Selected extract:

(Reuters) - Aggressive cost cutting propelled Biogen Inc to a better-than-expected first quarter profit as the biotechnology company’s reorganization moves began to pay off, and its shares rose nearly 5 percent.
Sales of Biogen’s most important products came in shy of Wall Street estimates, but the company slashed expenses, with selling, general and administrative costs down 11.3 percent and research and development spending down 5 percent.
Biogen last year announced a restructuring that involved cutting jobs and development of some medicines to focus on more high-risk, high-reward therapies, such as for Alzheimer’s disease.
The company, in a conference call with analysts, said the benefits of the restructuring were realized in the first quarter and that it would continue to focus on further spending reductions, while supporting advance of its drugs in development.
Excluding one-time items, Biogen earned $4.79 per share, topping analysts’ average expectations by 32 cents, according to Thomson Reuters I/B/E/S.
“They’re definitely taking costs out of the system and watching their pennies,” said Cowen and Co analyst Eric Schmidt.
“The commercial business is treading water at best. We’re crossing our fingers and hoping that something in the pipeline works,” he said.

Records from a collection

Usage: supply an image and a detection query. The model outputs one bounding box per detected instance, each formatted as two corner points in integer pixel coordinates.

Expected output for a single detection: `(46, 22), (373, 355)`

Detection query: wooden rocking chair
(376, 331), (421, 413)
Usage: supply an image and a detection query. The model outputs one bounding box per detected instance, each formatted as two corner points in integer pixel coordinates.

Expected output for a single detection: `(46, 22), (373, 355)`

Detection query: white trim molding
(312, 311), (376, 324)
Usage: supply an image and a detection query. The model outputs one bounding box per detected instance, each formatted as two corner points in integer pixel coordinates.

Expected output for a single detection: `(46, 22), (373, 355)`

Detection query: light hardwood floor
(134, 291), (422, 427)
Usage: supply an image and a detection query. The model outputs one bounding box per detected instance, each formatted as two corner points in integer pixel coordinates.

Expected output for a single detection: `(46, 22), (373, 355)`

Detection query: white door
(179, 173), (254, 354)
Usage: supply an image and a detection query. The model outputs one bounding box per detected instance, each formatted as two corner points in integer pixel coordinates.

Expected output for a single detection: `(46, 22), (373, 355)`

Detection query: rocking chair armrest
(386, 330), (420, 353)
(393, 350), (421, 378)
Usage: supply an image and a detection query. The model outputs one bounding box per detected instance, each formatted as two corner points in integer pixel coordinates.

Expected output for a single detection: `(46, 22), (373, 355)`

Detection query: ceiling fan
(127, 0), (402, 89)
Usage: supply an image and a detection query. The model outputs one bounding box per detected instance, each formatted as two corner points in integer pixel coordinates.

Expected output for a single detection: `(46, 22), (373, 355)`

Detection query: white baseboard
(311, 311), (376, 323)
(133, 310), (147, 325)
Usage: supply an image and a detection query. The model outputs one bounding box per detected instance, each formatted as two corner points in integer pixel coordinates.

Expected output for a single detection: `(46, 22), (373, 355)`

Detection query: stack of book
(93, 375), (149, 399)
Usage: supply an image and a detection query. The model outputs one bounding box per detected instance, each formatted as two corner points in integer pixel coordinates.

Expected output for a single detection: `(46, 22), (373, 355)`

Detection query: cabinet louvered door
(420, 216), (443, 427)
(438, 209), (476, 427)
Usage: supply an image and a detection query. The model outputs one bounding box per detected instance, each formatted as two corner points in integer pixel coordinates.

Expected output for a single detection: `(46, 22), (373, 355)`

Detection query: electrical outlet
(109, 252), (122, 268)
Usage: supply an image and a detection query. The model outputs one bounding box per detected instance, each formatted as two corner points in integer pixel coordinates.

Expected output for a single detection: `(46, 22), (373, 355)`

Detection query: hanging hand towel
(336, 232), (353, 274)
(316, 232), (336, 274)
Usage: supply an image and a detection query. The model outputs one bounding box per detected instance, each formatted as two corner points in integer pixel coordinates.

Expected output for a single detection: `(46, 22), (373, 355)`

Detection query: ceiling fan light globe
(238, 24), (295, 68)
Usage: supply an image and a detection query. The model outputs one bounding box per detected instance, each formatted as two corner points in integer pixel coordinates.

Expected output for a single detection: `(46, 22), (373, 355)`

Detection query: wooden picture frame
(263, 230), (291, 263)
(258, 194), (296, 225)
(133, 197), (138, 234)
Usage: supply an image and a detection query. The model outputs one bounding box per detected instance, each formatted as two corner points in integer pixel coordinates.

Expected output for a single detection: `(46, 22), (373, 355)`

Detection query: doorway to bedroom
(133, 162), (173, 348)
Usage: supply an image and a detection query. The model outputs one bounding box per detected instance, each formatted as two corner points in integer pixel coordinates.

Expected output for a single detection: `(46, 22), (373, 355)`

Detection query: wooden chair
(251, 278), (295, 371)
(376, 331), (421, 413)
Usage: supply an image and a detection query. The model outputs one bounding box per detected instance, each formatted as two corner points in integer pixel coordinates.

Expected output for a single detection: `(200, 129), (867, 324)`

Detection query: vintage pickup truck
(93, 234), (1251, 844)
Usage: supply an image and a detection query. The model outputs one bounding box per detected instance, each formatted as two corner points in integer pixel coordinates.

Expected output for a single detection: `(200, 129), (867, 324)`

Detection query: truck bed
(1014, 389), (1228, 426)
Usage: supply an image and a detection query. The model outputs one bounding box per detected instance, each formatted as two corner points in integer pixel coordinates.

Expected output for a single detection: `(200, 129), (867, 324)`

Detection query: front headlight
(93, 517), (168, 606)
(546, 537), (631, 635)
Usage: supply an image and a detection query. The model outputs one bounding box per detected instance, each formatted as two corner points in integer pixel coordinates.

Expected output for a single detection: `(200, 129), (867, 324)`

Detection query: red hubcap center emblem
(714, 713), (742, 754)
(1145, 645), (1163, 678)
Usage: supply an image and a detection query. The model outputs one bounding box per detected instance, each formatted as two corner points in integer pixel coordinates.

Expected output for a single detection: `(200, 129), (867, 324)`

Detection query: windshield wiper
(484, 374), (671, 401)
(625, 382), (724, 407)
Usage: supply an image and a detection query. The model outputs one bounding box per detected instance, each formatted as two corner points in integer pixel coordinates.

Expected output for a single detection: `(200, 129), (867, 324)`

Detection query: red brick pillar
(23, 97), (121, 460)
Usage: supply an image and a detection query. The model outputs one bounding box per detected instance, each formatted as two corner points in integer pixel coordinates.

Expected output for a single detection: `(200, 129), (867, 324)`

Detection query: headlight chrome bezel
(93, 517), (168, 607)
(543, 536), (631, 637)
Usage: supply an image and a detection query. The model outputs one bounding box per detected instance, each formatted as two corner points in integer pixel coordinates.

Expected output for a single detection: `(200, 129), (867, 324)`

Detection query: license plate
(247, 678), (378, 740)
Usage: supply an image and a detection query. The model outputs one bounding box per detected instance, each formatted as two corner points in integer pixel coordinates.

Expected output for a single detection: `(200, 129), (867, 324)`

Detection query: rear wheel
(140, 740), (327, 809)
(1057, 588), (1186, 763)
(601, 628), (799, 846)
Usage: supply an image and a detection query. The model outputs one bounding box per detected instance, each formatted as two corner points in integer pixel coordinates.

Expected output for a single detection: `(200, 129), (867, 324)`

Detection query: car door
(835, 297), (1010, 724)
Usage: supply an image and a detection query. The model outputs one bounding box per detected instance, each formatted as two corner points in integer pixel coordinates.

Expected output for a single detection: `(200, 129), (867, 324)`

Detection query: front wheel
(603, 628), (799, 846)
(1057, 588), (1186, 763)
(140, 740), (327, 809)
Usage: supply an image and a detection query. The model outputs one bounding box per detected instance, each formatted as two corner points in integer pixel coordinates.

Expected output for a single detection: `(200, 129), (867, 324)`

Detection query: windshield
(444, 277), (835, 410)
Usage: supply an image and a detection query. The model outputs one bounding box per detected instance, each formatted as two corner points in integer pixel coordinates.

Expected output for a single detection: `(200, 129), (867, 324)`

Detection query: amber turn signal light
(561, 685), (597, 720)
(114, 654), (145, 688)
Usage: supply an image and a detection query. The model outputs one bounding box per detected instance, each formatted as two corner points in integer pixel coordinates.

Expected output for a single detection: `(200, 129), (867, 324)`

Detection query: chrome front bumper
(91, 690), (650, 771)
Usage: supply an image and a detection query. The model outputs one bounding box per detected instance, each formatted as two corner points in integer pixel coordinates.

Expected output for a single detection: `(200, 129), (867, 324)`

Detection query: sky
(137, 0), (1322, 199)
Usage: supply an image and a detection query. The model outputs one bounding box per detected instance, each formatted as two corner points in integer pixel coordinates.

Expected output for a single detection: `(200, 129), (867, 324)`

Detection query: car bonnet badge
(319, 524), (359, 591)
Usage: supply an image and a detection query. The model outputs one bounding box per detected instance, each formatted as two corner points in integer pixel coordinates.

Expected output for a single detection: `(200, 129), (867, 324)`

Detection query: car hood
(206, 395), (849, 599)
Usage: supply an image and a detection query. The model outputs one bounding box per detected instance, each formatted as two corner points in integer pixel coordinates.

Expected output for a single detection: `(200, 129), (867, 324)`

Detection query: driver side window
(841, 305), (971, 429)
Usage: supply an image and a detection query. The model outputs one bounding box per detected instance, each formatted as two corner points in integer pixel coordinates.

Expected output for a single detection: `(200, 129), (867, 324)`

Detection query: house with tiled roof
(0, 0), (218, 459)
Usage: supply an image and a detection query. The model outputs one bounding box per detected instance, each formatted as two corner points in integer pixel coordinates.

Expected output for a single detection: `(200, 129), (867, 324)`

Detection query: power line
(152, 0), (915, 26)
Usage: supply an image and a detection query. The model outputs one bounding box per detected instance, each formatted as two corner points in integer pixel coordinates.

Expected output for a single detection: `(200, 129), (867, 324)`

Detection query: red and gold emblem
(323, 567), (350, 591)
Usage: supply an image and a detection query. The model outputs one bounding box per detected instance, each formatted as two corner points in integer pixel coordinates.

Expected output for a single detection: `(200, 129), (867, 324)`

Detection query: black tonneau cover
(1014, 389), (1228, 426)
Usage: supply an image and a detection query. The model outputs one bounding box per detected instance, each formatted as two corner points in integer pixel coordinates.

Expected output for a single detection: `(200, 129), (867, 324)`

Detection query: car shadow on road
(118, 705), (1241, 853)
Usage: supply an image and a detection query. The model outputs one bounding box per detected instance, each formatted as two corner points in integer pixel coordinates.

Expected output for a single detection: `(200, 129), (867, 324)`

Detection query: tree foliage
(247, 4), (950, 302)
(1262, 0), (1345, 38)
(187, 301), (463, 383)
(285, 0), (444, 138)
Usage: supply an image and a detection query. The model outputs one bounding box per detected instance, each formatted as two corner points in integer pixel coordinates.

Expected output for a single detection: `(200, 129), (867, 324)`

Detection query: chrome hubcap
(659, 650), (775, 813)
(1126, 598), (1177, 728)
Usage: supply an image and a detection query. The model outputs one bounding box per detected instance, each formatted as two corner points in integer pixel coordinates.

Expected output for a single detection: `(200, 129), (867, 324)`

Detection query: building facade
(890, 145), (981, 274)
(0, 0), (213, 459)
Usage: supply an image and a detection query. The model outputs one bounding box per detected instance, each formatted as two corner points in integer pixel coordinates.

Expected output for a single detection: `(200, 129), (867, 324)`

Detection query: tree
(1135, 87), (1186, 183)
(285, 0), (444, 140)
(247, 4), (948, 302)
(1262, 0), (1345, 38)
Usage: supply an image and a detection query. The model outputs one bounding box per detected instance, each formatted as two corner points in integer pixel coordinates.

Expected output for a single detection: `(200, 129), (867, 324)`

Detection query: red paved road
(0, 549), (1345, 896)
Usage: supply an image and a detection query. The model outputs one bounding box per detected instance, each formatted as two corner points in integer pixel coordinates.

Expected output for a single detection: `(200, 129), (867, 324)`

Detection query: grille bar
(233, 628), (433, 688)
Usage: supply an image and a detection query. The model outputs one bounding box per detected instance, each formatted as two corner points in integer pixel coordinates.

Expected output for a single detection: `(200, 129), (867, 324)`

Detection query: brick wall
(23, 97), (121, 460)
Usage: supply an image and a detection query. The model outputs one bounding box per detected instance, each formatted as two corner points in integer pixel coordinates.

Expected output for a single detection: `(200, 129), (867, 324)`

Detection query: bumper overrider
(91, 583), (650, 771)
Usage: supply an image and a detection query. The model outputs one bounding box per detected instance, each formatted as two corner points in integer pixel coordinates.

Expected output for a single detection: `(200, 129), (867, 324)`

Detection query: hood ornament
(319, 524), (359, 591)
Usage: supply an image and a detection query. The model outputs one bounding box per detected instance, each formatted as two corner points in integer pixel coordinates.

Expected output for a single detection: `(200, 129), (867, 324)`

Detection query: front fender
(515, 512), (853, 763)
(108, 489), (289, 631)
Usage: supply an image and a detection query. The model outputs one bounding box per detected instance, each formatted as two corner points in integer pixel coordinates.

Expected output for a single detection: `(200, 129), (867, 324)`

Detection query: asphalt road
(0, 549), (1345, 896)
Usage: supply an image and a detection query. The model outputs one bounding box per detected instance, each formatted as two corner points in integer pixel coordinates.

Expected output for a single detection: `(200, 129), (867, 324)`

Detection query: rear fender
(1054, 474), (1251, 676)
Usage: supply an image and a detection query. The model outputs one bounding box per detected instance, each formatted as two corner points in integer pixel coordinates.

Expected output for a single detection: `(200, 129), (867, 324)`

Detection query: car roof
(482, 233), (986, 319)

Your instructions: Continue the Biogen earnings report, starting after its last sentence.

Exercise output:
The company is enrolling patients for two Phase III trials of its high-profile Alzheimer’s drug, aducanumab, and has high hopes for an experimental treatment for spinal muscular atrophy in partnership with Ionis Pharmaceuticals.
Sales of its most important multiple sclerosis drug Tecfidera rose 15 percent from a year ago to $946 million in the quarter, missing Wall Street estimates of about $960 million. Sales of the oral drug were hurt somewhat by inventory drawdown, which was partially offset by a price increase.
Biogen said its Tecfidera television ads had raised patient awareness of the drug and that it planned to halt the campaign in the middle of this year.
Biogen management refused to discuss reports, including by Reuters, that it was looking for a buyer for its relatively new two-drug hemophilia franchise, saying it was pleased with the performance of the medicines.
“If they weren’t selling the hemophilia business, they’d have said so. They would have put this (rumor) to bed and they didn’t,” said Leerink Partners analyst Geoffrey Porges.
Given all their cash and borrowing capacity, Porges said, “you have to wonder what they’re preparing to buy. They’re obviously making room in their balance sheet for a material acquisition.”
Biogen Chief Executive George Scangos said the company was indeed in the market for potential deals, including looking at drugs in late-stage development.
“We continue to track companies and compounds that are interesting to us,” he said.
Total revenue for the quarter rose 6.7 percent to $2.73 billion, just short of analyst estimates of $2.75 billion.
Net income rose 18 percent to $970.9 million, or $4.43 per share, from $822.5 million, or $3.49 a share, a year ago.
Biogen shares were up $12.78, or 4.8 pct at $278.67 on Nasdaq.